Goal> Locate each line in the data below that contains the string "grey" and copy those lines, treating uppercase and lowercase letters as different.

Dataset entries:
------------------------------
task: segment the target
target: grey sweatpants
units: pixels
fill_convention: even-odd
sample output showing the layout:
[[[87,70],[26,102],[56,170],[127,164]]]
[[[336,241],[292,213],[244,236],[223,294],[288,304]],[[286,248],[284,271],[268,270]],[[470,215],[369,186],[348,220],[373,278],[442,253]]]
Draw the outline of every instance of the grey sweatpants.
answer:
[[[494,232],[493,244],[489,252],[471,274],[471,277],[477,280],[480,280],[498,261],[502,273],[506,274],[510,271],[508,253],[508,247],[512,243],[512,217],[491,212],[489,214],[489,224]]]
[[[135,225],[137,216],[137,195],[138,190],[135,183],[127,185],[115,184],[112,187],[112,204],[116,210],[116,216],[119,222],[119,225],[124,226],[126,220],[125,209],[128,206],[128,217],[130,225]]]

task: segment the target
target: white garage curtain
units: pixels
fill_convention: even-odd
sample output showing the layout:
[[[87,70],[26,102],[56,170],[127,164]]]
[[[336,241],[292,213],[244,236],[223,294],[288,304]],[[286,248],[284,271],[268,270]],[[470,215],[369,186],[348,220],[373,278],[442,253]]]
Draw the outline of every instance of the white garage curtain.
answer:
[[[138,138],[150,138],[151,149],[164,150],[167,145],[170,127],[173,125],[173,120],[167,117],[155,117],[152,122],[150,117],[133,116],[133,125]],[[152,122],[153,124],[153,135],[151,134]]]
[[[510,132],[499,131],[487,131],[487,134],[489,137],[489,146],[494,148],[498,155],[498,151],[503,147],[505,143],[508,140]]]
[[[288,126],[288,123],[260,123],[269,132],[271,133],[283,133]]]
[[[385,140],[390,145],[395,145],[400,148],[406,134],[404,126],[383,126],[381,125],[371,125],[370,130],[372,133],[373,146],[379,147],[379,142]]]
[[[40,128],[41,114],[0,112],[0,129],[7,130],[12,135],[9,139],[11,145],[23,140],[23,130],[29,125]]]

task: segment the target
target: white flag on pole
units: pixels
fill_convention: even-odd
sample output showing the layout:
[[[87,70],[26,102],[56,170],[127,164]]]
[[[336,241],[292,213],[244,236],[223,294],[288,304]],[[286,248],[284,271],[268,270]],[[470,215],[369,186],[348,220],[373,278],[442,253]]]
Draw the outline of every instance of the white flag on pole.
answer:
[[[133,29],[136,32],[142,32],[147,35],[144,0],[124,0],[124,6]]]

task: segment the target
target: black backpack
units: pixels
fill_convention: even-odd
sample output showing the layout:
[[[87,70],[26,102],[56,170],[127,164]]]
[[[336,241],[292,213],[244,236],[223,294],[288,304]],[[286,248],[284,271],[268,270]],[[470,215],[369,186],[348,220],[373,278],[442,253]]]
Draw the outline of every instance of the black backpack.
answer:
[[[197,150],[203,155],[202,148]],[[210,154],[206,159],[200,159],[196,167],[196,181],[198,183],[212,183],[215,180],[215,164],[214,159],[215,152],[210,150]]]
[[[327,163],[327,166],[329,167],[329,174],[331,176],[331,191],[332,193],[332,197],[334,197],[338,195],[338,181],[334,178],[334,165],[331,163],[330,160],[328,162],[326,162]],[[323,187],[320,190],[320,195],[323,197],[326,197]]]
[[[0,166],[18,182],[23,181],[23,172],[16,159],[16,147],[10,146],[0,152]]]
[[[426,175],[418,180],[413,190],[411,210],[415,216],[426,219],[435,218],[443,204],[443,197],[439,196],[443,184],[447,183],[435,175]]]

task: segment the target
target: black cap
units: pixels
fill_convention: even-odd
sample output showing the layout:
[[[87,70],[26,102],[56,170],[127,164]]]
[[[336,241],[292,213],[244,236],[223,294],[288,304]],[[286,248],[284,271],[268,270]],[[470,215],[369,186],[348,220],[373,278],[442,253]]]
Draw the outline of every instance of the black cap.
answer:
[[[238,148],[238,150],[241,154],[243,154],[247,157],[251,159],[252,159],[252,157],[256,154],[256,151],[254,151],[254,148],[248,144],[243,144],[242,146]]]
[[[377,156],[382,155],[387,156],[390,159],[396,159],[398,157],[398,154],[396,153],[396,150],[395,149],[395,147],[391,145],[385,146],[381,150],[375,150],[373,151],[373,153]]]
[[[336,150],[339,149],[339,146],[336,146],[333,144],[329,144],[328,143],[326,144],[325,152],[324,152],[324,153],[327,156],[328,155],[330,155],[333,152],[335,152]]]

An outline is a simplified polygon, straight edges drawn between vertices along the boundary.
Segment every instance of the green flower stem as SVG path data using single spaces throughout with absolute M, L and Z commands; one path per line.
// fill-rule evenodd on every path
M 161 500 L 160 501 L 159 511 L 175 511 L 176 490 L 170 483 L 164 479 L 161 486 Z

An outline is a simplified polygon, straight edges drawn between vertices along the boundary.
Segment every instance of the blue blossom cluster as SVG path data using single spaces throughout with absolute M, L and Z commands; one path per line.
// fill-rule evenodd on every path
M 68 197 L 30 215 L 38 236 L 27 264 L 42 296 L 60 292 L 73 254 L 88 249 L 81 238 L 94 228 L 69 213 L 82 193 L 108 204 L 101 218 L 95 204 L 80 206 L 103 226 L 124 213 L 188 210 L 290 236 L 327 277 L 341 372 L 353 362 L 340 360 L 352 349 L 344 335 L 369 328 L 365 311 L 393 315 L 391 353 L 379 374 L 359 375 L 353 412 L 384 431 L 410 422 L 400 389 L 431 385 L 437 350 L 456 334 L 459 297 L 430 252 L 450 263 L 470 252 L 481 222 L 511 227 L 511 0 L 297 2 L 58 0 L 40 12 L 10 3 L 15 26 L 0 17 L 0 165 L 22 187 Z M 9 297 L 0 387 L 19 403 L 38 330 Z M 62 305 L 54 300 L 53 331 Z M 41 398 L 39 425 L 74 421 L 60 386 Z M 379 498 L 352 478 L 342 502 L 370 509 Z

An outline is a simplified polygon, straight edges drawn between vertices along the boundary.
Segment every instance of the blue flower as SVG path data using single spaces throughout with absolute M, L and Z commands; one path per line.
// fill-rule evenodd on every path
------------------------------
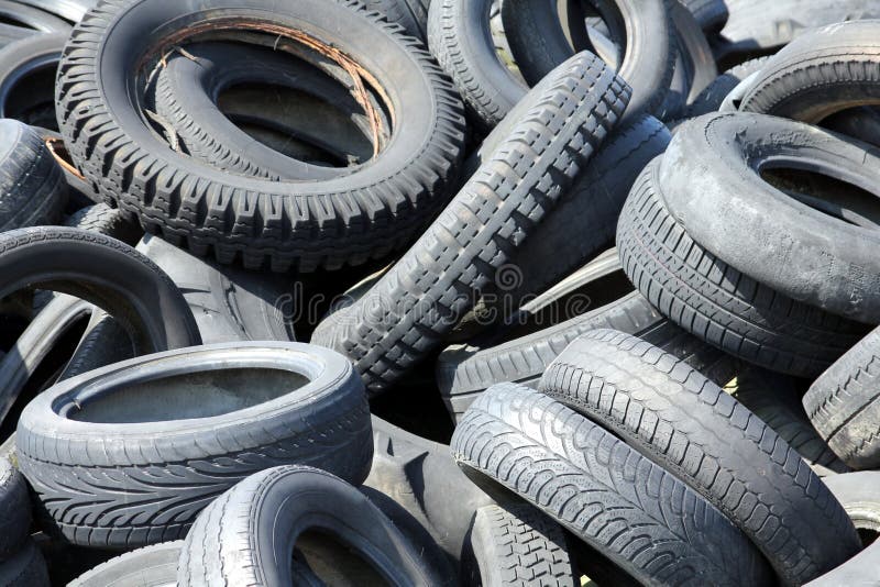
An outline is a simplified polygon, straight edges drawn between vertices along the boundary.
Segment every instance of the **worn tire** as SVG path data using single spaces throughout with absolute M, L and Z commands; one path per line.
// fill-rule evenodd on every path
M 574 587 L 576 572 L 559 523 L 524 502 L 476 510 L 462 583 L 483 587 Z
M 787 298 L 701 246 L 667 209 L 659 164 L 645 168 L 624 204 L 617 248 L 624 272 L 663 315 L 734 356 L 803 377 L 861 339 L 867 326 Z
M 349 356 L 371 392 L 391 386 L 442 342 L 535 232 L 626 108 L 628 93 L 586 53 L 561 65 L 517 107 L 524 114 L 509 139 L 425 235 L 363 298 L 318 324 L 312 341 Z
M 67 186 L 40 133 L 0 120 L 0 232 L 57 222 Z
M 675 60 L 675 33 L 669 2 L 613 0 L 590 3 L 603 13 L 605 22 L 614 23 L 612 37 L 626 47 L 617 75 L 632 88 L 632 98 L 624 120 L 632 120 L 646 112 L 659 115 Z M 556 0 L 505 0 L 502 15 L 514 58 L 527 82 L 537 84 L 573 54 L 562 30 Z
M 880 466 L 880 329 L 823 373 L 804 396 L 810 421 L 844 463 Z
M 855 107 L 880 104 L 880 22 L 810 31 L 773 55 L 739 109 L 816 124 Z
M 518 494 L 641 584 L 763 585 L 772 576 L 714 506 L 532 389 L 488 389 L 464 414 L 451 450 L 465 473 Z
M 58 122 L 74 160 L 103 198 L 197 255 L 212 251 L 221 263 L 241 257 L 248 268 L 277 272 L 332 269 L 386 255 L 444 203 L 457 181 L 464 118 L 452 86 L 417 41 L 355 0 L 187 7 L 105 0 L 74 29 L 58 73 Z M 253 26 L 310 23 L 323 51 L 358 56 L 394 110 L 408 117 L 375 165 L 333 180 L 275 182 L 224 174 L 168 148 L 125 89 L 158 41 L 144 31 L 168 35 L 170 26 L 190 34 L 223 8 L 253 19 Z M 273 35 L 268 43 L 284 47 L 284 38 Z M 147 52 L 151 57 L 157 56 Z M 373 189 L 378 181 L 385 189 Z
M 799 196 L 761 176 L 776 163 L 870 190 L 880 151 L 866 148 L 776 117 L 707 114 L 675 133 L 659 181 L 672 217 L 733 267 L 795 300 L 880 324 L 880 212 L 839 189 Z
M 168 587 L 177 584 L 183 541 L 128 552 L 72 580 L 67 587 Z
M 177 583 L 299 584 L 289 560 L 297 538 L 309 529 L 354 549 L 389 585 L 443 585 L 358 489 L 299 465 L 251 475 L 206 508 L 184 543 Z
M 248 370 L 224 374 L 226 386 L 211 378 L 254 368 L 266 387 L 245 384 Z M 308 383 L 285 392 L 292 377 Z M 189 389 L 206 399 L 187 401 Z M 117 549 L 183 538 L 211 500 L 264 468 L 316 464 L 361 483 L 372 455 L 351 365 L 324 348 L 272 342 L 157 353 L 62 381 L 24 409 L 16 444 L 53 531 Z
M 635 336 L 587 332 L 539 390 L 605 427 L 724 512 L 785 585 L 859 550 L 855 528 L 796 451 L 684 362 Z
------------------------------
Solution to the problem>
target: grey sweatpants
Draw the outline of every instance of the grey sweatpants.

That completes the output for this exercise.